:: Document section ::
---

As of 2024, HPV vaccines have prevented nearly one million cervical cancer deaths in 29 African countries, while the malaria vaccine—now used in 25 countries—is already reducing severe illness and hospitalisations.
This assessment comes from Gavi, the Vaccine Alliance, and the WHO Africa Region, released ahead of African Vaccination Week (April 24–30) and World Malaria Day (April 25).
Since 2000, routine immunisation schedules in Africa have expanded from eight to 13 vaccine-preventable diseases. Vaccines such as HPV and malaria are now providing critical protection for children, young girls, and women.
Recent HPV campaigns in Nigeria, Ghana, Ethiopia, and Angola reached millions of girls within weeks, leveraging schools and existing health programmes despite other outbreaks and competing priorities.
Since 2019, the number of African countries with HPV vaccination programmes has grown from 12 to 35, and coverage has risen from 5% in 2014 to 47% in 2024—second only to the Americas. HPV vaccination has generated an estimated $1.8 billion in economic benefits through avoided treatment costs, productivity gains, and lives saved.
Through the Gavi-supported malaria vaccine programme, implemented with WHO, UNICEF, and partners, over 52 million doses have been delivered since 2023 in some of the continent’s highest-burden, fragile settings. Early reports from Kenya, Malawi, Ghana, and Cameroon show reduced severe disease and hospitalisations, consistent with pilot data.

---

:: Collected data ::

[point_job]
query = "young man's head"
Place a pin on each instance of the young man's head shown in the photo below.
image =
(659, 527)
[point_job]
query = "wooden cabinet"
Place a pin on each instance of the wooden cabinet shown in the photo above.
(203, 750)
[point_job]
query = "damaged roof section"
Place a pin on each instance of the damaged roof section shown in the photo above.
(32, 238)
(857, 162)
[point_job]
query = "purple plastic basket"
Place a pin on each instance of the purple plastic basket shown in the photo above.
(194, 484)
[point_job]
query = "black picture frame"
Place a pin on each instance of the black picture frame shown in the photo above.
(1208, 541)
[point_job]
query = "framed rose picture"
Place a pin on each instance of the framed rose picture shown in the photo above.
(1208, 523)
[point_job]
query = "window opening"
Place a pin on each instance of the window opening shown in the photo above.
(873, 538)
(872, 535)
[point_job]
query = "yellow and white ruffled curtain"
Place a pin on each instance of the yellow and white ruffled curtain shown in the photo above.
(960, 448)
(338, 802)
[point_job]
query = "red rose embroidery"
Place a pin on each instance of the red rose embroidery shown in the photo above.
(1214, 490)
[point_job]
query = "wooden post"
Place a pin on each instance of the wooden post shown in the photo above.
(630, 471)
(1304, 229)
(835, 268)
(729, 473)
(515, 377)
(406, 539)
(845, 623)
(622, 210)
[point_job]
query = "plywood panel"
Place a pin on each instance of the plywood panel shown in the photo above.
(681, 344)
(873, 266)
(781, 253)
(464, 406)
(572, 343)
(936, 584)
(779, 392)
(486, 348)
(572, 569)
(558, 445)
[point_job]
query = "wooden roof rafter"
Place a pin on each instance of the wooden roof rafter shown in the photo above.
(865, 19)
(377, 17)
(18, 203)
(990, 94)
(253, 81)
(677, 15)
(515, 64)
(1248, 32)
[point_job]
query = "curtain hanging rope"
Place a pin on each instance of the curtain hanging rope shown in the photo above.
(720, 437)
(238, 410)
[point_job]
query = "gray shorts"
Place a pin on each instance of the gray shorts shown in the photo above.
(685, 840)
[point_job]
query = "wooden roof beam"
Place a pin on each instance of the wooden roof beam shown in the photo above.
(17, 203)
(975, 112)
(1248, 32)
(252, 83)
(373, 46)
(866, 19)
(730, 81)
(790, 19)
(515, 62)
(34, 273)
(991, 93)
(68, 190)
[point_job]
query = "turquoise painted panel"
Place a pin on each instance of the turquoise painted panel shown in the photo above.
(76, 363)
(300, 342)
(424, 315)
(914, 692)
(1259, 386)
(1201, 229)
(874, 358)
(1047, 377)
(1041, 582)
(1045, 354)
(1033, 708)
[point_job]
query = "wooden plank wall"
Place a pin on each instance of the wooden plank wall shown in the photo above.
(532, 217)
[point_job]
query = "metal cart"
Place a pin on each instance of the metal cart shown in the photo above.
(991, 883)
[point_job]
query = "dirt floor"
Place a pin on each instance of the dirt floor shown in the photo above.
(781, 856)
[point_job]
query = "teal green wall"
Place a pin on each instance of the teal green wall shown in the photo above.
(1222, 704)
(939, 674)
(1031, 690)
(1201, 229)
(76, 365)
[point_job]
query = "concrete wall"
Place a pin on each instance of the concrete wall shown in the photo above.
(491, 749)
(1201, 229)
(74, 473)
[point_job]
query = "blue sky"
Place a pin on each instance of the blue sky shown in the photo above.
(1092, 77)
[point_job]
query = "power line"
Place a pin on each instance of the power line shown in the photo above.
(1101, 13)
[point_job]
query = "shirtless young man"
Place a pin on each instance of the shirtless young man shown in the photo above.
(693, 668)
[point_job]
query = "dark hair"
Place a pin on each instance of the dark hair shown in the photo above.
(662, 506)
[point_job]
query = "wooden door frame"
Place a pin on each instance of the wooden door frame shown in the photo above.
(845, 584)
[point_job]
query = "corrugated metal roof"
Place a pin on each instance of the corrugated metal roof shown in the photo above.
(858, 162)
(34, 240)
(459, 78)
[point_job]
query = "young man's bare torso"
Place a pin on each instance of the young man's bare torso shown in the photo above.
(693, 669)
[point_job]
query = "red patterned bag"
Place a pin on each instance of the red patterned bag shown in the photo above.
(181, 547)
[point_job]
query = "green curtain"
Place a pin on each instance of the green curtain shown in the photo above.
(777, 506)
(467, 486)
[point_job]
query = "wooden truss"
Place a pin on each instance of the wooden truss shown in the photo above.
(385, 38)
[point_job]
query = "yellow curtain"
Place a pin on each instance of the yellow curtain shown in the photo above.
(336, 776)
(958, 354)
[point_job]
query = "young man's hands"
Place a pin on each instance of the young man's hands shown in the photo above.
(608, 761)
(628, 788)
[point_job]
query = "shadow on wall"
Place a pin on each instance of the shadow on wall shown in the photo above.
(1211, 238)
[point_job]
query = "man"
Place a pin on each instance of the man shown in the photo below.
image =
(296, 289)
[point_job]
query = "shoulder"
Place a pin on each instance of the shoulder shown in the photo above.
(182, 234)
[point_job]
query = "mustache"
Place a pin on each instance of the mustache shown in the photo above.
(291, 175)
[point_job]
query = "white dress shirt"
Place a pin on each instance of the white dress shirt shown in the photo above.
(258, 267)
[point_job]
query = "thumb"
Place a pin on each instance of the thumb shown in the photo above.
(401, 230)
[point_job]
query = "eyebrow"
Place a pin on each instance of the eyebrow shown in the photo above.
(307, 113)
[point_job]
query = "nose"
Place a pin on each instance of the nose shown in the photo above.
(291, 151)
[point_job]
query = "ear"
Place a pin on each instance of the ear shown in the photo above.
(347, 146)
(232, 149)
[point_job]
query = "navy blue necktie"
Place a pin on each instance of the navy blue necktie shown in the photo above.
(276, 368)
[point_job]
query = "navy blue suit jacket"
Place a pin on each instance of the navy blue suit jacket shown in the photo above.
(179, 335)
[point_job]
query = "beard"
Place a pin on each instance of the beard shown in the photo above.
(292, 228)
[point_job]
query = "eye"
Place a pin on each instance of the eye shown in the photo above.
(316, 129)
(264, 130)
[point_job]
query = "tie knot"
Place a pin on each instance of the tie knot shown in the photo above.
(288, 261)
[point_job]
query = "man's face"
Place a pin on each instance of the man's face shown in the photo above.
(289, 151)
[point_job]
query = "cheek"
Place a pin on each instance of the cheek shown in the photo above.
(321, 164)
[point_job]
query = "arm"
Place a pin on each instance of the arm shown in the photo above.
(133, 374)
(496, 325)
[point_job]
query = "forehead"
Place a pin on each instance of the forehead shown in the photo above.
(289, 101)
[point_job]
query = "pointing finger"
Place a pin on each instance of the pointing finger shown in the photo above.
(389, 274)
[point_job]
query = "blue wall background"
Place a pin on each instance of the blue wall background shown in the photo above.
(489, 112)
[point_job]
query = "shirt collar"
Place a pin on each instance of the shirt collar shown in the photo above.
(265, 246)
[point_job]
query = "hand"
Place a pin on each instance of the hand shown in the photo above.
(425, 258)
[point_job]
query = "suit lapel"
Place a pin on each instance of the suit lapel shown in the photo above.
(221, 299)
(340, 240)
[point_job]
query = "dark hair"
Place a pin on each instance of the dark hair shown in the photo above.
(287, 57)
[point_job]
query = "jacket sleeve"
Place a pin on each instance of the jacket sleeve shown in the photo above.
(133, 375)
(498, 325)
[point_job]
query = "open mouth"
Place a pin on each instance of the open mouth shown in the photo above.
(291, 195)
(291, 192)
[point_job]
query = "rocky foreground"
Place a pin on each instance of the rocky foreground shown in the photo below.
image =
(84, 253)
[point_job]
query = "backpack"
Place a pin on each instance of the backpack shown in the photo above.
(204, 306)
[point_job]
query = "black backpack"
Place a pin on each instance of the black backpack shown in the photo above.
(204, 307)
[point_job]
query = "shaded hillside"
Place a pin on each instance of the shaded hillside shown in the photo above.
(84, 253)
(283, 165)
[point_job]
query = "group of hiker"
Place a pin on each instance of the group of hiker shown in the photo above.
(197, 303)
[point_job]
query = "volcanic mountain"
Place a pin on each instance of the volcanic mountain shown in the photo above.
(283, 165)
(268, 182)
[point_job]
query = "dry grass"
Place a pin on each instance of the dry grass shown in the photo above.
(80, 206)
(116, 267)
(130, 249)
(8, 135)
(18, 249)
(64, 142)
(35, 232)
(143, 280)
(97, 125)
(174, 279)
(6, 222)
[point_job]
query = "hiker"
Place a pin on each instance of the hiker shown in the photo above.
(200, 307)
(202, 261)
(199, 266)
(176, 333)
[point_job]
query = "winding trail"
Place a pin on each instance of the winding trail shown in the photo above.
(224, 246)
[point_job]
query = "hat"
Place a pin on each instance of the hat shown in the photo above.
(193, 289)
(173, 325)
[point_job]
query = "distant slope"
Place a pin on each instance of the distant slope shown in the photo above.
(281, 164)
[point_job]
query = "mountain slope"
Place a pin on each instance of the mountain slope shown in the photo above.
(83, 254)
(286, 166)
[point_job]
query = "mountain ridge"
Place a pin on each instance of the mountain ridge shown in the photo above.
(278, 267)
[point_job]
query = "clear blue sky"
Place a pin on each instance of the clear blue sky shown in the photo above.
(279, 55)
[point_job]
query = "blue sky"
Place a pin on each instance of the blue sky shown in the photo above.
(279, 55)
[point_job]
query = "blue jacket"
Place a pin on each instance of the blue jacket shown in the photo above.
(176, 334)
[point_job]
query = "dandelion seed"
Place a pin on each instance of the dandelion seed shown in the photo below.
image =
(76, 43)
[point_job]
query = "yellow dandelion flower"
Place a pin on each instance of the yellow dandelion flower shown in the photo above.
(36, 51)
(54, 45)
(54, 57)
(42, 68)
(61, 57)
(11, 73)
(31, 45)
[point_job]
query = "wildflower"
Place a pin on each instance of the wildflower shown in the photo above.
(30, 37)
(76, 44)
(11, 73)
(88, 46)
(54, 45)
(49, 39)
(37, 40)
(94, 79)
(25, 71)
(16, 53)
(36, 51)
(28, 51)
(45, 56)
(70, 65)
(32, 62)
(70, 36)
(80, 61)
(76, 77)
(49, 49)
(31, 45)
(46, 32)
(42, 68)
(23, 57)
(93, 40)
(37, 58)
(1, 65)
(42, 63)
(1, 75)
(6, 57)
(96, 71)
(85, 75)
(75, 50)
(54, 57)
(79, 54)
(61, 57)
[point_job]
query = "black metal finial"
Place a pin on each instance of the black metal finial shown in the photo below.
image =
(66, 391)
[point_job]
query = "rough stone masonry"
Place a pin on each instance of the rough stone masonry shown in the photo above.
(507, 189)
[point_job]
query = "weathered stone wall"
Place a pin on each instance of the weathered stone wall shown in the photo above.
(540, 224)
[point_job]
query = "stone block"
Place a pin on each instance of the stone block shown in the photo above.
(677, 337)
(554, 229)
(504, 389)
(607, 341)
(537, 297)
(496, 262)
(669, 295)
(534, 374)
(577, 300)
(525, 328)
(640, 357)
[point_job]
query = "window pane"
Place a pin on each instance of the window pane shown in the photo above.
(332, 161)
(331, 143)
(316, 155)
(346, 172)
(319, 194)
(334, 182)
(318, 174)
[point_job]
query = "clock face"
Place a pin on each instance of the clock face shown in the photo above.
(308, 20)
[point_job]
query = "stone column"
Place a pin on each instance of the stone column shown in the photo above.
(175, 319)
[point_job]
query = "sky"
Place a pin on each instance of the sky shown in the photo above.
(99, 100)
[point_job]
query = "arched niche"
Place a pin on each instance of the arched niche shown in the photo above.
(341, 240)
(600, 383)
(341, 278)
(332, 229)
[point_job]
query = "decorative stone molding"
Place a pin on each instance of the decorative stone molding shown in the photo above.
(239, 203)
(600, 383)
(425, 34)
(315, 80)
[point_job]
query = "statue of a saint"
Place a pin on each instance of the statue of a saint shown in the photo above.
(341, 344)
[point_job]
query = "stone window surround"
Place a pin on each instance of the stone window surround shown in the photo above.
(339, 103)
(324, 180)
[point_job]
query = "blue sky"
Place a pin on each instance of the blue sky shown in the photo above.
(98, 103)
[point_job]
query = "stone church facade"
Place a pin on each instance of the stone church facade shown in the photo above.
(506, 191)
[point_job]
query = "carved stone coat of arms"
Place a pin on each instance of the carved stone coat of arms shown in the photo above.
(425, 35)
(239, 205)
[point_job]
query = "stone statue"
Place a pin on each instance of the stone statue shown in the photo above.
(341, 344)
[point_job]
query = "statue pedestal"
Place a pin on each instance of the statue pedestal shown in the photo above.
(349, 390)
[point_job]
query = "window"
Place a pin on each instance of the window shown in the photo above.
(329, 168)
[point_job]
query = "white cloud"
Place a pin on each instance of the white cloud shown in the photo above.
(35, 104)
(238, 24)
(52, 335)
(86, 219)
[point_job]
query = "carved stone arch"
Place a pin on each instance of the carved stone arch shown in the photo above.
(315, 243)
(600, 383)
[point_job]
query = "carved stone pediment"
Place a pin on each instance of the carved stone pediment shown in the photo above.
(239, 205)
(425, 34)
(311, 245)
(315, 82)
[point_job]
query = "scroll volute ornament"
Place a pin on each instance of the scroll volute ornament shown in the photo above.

---

:: Exercise prompt ::
Write out the passage of the vaccine report from "Since 2000, routine" up to and including "and lives saved.", word for word. Rely only on the text about HPV and malaria vaccines in Africa.

:: Exercise answer ::
Since 2000, routine immunisation schedules in Africa have expanded from eight to 13 vaccine-preventable diseases. Vaccines such as HPV and malaria are now providing critical protection for children, young girls, and women.
Recent HPV campaigns in Nigeria, Ghana, Ethiopia, and Angola reached millions of girls within weeks, leveraging schools and existing health programmes despite other outbreaks and competing priorities.
Since 2019, the number of African countries with HPV vaccination programmes has grown from 12 to 35, and coverage has risen from 5% in 2014 to 47% in 2024—second only to the Americas. HPV vaccination has generated an estimated $1.8 billion in economic benefits through avoided treatment costs, productivity gains, and lives saved.